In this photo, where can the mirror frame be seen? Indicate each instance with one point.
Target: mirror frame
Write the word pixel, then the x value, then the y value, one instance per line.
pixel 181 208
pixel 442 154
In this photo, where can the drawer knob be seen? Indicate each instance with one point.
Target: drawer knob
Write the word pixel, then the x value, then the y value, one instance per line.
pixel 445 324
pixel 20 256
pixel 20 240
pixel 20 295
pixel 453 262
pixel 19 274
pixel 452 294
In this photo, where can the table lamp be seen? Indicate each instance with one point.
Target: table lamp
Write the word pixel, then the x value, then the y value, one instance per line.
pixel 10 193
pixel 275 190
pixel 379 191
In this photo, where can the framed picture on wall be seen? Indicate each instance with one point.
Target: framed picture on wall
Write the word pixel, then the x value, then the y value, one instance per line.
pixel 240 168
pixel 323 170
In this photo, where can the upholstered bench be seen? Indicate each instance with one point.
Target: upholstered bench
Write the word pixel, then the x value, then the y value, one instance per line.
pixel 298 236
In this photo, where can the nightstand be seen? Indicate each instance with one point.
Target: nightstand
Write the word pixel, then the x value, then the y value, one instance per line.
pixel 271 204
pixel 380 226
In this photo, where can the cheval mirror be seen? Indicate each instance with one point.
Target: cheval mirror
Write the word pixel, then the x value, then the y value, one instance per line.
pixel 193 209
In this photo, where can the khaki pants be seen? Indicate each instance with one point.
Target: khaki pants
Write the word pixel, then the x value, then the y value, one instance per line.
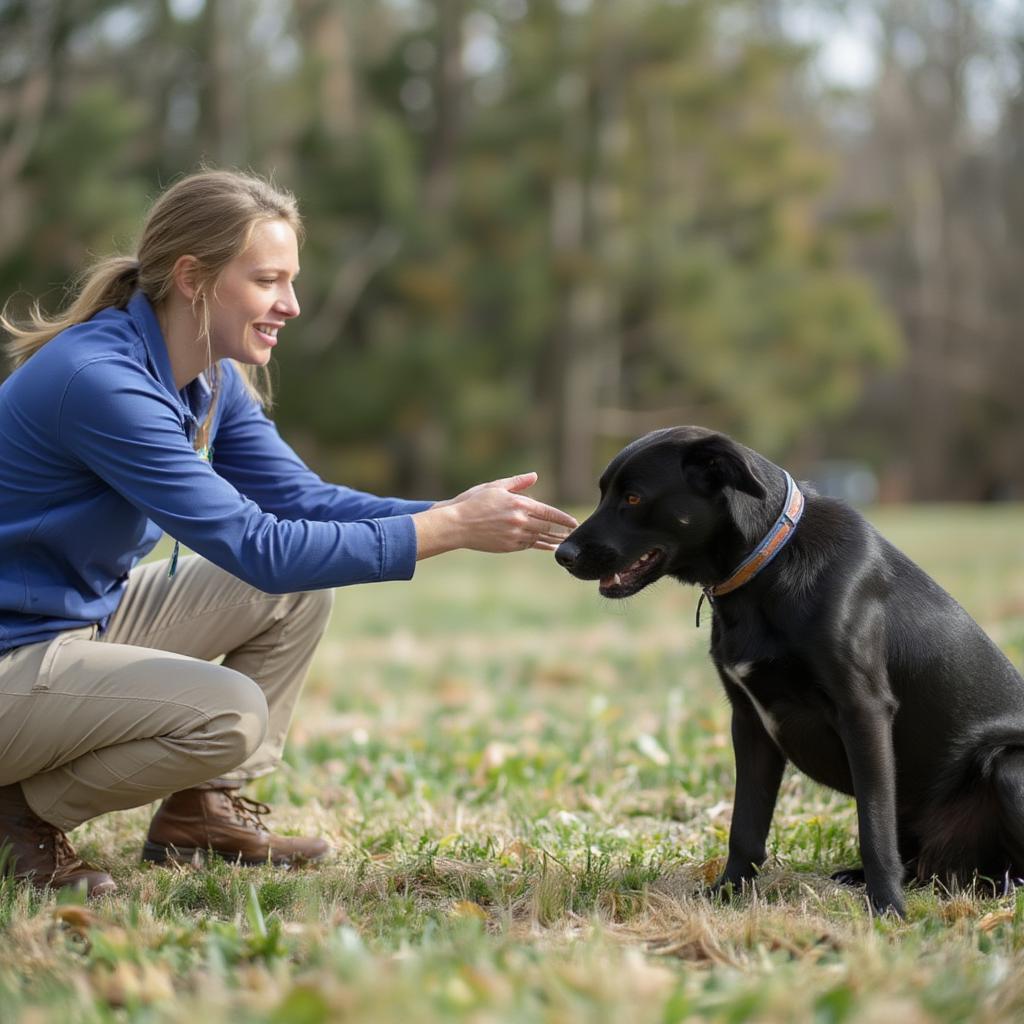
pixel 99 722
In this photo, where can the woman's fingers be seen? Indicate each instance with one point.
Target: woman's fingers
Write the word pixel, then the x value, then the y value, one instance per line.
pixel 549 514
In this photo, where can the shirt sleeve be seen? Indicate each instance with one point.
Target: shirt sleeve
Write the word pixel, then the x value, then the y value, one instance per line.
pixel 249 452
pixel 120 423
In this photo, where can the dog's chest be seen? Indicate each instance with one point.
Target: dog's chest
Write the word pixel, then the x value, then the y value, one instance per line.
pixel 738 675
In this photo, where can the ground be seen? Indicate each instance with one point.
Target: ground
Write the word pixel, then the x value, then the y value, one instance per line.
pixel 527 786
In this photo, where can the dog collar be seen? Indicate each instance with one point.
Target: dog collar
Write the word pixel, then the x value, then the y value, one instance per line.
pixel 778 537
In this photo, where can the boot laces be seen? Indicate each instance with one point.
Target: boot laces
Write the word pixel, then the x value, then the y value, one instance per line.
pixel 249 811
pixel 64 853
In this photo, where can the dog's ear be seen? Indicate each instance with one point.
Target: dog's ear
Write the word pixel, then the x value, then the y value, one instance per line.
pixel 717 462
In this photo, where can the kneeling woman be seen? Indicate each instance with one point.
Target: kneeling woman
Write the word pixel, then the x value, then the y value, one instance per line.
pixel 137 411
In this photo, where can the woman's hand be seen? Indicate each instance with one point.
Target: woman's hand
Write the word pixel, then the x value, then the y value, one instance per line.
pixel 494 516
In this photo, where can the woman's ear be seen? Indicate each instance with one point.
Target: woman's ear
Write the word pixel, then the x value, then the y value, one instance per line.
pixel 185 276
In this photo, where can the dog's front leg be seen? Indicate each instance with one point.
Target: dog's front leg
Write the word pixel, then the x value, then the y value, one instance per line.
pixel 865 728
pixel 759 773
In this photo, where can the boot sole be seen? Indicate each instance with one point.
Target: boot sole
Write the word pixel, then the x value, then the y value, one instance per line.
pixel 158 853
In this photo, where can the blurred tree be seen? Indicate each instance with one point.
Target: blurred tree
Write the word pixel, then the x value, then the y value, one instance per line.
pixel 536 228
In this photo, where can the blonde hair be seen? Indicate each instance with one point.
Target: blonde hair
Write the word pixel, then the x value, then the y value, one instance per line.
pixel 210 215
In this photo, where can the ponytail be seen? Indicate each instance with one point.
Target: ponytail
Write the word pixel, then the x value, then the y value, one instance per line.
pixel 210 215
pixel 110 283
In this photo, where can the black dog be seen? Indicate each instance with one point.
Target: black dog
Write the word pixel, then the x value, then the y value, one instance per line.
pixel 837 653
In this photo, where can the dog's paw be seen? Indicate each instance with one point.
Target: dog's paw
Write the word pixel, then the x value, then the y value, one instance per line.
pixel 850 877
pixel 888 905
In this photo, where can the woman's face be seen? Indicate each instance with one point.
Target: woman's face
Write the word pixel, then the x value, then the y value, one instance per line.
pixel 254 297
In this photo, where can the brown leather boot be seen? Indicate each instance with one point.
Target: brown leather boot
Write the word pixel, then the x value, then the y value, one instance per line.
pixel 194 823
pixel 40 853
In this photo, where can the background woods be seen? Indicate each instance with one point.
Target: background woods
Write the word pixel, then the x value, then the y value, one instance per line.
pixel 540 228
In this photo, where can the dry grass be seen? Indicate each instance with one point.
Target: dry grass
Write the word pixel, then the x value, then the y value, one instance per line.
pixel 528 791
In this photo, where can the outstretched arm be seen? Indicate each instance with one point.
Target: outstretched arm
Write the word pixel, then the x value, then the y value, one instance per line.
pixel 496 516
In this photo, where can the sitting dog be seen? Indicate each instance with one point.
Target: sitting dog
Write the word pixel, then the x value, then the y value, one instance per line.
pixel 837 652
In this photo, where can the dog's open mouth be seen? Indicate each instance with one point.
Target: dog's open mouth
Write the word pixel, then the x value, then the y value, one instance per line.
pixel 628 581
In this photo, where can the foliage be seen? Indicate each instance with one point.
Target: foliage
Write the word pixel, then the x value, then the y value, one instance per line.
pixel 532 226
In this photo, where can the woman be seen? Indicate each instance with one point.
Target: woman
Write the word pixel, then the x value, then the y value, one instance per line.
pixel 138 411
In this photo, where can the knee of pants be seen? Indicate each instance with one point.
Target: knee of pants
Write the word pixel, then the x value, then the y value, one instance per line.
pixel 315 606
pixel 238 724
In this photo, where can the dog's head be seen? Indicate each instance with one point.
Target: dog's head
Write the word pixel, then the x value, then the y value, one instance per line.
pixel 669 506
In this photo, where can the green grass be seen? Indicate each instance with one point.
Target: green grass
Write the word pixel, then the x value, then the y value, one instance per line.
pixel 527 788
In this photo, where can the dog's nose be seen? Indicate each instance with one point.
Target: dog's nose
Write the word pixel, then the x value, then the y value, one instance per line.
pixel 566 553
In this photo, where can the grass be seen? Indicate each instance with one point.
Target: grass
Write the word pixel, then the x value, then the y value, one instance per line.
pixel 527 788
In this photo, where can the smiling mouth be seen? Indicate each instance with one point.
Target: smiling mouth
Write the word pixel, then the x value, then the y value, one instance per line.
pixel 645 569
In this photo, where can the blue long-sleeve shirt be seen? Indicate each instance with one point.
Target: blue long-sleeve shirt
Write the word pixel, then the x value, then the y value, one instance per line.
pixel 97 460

* Exercise: Omit the pictures and restate the rest of the records verbatim.

* Exercise result:
In this photo, where can the mirror frame be seen? Indicate each instance with one point.
Target: mirror frame
Write the word pixel, then the x value, then the y value, one instance per line.
pixel 181 208
pixel 442 154
In this photo, where can the drawer knob be seen? Indicate each instance with one point.
Target: drawer knob
Write the word pixel, then the x value, then the y value, one instance per line.
pixel 445 324
pixel 20 256
pixel 20 240
pixel 20 295
pixel 453 262
pixel 19 274
pixel 452 294
In this photo, where can the table lamp be seen? Indicate each instance with one point.
Target: table lamp
Write the word pixel, then the x value, then the y value, one instance per line.
pixel 10 193
pixel 275 190
pixel 379 191
In this photo, where can the framed picture on wall be seen? Indicate each instance with one point.
Target: framed picture on wall
Write the word pixel, then the x value, then the y value, one instance per line.
pixel 240 168
pixel 323 170
In this photo, where can the upholstered bench be seen? Indicate each instance with one point.
Target: upholstered bench
Write the word pixel, then the x value, then the y value, one instance per line.
pixel 298 236
In this photo, where can the nightstand be seen? Indicate each instance with one point.
Target: nightstand
Write the word pixel, then the x value, then the y value, one instance per line.
pixel 271 204
pixel 380 226
In this photo, where can the cheval mirror be seen? Indicate each instance with one point.
Target: cheval mirror
Write the word pixel, then the x value, then the y value, one instance per line.
pixel 193 209
In this photo, where can the khaki pants be seen? Indicate each instance with one point.
Target: khaki pants
Write the word pixel, then the x value, then the y value, one instance per line.
pixel 99 722
In this photo, where can the woman's fingers be seen? Indicate each instance with one point.
Target: woman's fingers
Write the word pixel, then the x value, then the y value, one instance per line.
pixel 549 514
In this photo, where can the shirt sleeve be seen? Indicate each instance with one point.
Target: shirt sleeve
Write the word pixel, then the x value, then the y value, one instance per line.
pixel 249 452
pixel 120 423
In this photo, where can the dog's chest be seen? Indicate each instance with one point.
Target: dog's chest
Write the word pixel, then the x value, then the y value, one instance per line.
pixel 738 675
In this photo, where can the ground be seen? Indicate each instance with one point.
Target: ground
Write the word pixel, then the x value, then the y value, one instance per line.
pixel 527 786
In this photo, where can the dog collar be seen? Indicate each instance with one point.
Target: dog collar
Write the word pixel, then the x value, then the y value, one instance per line.
pixel 778 537
In this photo, where can the boot laces be seen? Indicate each instance with one point.
Target: boot laces
Write the word pixel, then the x value, then the y value, one instance per line.
pixel 249 811
pixel 64 853
In this photo, where can the dog's ear be seen? Indicate each instance with one point.
Target: dog's ear
Write the word pixel, then the x value, then the y value, one instance per line.
pixel 717 462
In this photo, where can the kneeling woman be seen? Indicate each instance with one point.
Target: kneeling woman
Write the word pixel, then the x value, then the y value, one instance per line.
pixel 137 411
In this photo, where can the woman's hand be seen? Indicate each instance with one point.
Target: woman's hand
Write the word pixel, then the x value, then the y value, one instance per line.
pixel 494 516
In this photo, where can the woman's ear be seen? Indicate each instance with one point.
Target: woman's ear
Write the word pixel, then the x value, then the y value, one instance per line.
pixel 185 276
In this photo, where can the dog's front leg be seen? Indicate each instance with one point.
Target: dog's front leg
Write the word pixel, then the x value, then the y value, one instance per line.
pixel 865 728
pixel 759 773
In this photo, where can the boot sole be seen? Indicate each instance with one point.
Target: boot sole
Write the word pixel, then the x value, then the y value, one instance per line.
pixel 158 853
In this photo, where can the blurred tree be seen? Indicate each instance with one point.
Target: blurred tree
Write the word pixel, then the x value, then the y value, one instance per line.
pixel 536 228
In this photo, where can the blonde hair be seen? Indicate each instance with one point.
Target: blonde hair
Write the word pixel, then the x value, then the y value, one instance per line.
pixel 210 215
In this photo, where can the ponytail be seen? Indicate each instance with one point.
Target: ponytail
Write the word pixel, then the x value, then the y value, one instance per line.
pixel 210 215
pixel 110 283
In this photo, where can the black dog be seen? Indicate each instance with one point.
Target: black dog
Write the word pixel, then the x value, then the y value, one instance per line.
pixel 837 653
In this photo, where can the dog's paw be seen? Indicate each instance with one point.
Target: dog's paw
Write the word pixel, then the x value, then the y value, one instance per line.
pixel 850 877
pixel 888 905
In this photo, where can the woman's face be seen? Indicate each instance with one point.
Target: woman's face
Write the word pixel, then the x value, then the y value, one instance per line.
pixel 254 297
In this photo, where can the brown leather boot be seen? Indicate each instance with one point.
Target: brown leather boot
Write the word pixel, then the x value, then the y value, one instance per line.
pixel 194 823
pixel 40 853
In this photo, where can the background woods be seen? Indicate each instance with one point.
Target: background woods
Write the word pixel, then the x value, then the y value, one instance per line.
pixel 540 228
In this photo, where can the dry grass be seen? Indicate each instance with one point.
Target: dry grass
Write the word pixel, then the x value, then the y value, one instance per line.
pixel 528 791
In this photo, where can the outstretched arm be seen? Indicate each instance with one point.
Target: outstretched arm
Write the word pixel, then the x value, then the y value, one instance per line.
pixel 496 516
In this photo, where can the sitting dog be seen? Indicate each instance with one point.
Target: sitting dog
Write the word pixel, then the x value, then the y value, one instance per line.
pixel 837 652
In this photo, where can the dog's open mouth be seen? Indicate each instance with one point.
Target: dog's open mouth
Write the word pixel, then the x value, then the y value, one instance per line.
pixel 628 581
In this photo, where can the foliage be seen? Indicate each instance with one point.
Target: foliage
Write the word pixel, then the x value, then the y value, one instance per line.
pixel 532 226
In this photo, where can the woman be seen? Indicate each instance with one point.
Target: woman
Write the word pixel, then the x value, then the y value, one instance per line.
pixel 138 411
In this photo, where can the knee of pants be seen? Indicate each instance with one point.
Target: knee of pants
Write the word pixel, then the x value, then the y value, one instance per line.
pixel 315 606
pixel 238 724
In this photo, where can the dog's head be seen? Indicate each instance with one point.
Target: dog's head
Write the word pixel, then the x value, then the y value, one instance per line.
pixel 669 506
In this photo, where can the green grass be seen? Indicate each instance with one point.
Target: green grass
Write the word pixel, then the x value, then the y value, one instance per line.
pixel 527 788
In this photo, where can the dog's nose be seen? Indicate each instance with one point.
Target: dog's nose
Write the word pixel, then the x value, then the y value, one instance per line.
pixel 566 553
In this photo, where can the grass be seen? Indicate each instance with one point.
Target: grass
Write the word pixel, then the x value, then the y value, one instance per line.
pixel 527 788
In this photo, where can the smiling mouth be seen? Indicate each instance with one point.
Target: smiling mouth
Write the word pixel, then the x value, then the y value, one instance per line.
pixel 645 569
In this photo, where can the blue long-sleeve shirt be seen? Indicate each instance with one point.
Target: blue long-sleeve shirt
Write the word pixel, then the x value, then the y value, one instance per line.
pixel 97 460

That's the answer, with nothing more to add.